» **WHAT IS BEING ASKED**
Bring together every line in the data that includes "green".

» **SOURCE DATA**
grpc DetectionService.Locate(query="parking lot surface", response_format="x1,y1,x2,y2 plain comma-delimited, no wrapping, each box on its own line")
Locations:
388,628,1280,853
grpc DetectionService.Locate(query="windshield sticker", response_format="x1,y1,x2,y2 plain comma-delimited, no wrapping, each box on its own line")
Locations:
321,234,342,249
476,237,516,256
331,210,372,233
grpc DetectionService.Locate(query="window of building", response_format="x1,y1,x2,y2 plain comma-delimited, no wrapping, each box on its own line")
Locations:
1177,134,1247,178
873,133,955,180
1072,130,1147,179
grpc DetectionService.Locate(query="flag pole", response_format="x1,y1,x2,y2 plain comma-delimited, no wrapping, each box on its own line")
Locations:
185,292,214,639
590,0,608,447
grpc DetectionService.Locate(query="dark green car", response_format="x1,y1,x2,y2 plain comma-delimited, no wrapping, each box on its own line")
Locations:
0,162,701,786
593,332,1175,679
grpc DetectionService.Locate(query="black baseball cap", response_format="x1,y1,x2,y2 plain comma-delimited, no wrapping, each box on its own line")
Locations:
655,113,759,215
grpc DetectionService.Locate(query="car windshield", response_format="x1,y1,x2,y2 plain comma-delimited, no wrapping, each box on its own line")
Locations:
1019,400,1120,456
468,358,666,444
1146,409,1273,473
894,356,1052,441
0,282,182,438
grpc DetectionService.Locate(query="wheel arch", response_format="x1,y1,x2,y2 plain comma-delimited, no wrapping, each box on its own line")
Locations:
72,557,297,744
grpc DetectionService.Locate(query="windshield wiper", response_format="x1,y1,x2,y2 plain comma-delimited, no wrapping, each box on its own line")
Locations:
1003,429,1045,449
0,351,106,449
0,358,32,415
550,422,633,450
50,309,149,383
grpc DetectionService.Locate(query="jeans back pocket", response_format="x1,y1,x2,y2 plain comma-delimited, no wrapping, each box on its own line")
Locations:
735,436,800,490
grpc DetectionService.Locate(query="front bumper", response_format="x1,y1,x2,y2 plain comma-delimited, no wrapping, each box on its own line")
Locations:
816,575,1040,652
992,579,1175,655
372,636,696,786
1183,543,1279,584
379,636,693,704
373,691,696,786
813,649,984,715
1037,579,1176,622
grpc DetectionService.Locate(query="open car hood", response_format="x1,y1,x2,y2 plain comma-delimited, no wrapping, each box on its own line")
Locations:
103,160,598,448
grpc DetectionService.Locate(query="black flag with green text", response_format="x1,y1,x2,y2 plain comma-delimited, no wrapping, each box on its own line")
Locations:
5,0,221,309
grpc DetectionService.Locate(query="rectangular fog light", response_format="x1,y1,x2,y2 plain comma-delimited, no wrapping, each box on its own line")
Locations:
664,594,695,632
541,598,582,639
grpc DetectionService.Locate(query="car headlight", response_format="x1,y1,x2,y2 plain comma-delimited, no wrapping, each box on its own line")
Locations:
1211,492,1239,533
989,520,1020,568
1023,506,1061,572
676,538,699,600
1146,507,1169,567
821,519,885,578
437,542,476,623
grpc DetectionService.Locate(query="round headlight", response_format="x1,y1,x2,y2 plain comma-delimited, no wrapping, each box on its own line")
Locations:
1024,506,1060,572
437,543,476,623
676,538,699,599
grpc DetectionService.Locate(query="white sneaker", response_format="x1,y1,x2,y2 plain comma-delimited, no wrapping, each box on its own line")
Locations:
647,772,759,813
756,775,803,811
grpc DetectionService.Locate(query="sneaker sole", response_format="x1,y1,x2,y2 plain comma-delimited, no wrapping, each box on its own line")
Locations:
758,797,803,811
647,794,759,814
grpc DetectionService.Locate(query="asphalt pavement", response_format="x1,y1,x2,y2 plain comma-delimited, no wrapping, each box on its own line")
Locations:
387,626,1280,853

--

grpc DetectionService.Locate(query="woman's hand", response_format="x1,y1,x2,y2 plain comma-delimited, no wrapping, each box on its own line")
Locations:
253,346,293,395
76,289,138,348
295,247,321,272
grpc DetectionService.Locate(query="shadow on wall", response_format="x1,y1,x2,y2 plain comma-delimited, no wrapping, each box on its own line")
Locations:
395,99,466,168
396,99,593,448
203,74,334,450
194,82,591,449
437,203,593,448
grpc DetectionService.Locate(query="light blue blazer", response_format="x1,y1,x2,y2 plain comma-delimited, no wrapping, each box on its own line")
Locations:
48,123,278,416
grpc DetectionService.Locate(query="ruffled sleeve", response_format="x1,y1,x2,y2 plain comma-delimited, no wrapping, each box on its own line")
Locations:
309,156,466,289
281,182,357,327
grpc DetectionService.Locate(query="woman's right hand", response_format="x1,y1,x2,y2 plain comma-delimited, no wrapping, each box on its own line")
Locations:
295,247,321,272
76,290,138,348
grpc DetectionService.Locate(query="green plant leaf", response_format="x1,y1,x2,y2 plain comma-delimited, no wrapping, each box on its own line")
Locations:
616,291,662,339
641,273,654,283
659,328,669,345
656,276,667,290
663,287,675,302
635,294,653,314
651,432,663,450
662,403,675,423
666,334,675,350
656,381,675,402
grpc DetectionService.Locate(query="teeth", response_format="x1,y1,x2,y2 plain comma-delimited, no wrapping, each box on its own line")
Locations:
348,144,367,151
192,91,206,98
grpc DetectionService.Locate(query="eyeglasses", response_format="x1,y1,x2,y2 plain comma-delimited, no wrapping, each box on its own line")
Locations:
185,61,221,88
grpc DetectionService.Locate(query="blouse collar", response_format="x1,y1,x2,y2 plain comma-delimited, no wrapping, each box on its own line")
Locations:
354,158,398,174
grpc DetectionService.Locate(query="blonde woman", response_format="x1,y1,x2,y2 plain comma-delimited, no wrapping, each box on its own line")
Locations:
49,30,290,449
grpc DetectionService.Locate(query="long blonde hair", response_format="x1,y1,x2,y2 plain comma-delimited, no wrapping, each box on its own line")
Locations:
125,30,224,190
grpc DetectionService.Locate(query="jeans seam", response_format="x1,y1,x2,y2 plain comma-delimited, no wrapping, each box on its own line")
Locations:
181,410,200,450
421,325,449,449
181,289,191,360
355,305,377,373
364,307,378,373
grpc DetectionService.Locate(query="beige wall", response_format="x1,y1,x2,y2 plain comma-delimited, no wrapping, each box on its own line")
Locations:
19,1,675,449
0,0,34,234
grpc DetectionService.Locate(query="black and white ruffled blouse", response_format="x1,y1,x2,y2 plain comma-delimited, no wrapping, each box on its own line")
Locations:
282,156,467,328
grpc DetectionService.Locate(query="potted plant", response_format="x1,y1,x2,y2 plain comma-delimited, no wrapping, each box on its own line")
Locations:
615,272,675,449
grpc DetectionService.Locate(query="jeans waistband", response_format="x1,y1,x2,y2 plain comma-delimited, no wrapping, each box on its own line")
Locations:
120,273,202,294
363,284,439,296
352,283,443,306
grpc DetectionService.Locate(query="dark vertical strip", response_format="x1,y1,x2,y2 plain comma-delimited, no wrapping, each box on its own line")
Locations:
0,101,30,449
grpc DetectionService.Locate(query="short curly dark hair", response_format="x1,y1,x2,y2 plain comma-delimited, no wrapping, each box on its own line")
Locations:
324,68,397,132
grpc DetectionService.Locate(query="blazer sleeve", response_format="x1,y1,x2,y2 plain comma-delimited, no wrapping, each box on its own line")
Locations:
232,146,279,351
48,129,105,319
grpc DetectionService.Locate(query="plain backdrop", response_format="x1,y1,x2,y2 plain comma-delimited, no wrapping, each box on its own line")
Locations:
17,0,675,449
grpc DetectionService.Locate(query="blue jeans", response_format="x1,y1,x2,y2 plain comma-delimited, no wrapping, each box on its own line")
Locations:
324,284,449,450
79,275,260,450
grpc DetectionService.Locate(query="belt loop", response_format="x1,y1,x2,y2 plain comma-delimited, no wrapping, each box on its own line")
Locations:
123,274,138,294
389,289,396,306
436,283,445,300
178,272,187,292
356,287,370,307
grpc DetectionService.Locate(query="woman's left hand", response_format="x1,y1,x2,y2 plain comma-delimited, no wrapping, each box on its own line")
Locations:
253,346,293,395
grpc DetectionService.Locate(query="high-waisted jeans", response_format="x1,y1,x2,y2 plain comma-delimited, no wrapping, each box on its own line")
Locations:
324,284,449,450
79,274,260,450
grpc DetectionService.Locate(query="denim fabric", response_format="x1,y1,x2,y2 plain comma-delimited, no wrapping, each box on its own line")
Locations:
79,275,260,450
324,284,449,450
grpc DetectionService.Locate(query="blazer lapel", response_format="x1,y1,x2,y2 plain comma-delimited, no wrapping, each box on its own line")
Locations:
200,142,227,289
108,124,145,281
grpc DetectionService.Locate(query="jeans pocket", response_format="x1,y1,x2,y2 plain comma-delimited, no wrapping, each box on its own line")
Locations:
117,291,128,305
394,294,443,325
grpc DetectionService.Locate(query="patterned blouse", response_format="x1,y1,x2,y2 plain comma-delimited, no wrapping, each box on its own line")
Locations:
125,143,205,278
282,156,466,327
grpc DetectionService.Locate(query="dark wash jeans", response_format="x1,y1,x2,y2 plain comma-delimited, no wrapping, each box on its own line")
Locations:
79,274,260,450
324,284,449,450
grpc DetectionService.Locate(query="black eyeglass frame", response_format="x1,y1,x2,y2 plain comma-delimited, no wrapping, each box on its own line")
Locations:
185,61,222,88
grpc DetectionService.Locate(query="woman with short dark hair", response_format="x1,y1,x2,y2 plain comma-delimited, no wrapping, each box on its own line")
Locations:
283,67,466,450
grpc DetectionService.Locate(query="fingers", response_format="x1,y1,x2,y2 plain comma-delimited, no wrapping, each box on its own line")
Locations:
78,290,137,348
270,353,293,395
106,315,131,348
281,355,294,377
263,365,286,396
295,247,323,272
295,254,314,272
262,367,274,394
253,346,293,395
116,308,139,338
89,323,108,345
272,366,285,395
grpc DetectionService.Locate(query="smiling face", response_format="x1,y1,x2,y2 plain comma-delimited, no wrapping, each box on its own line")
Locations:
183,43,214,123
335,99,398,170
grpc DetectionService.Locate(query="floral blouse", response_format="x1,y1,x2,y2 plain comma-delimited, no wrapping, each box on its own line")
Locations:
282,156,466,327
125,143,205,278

» **WRITTEN RESPONSE**
grpc DetectionService.Locate(query="dark green car", response_format="x1,y1,x2,y2 plain comma-delimited, no wrapping, each box on its own line")
grpc DetectionService.Locate(query="black flag with green text", response_format="x1,y1,x2,y2 plain comma-delimited, no wrapping, each box on its own line")
grpc DetectionService.Locate(query="green plant leaf", response_format="x1,y1,x2,y2 plain comma-delimited, no wrapping, each box on its own line")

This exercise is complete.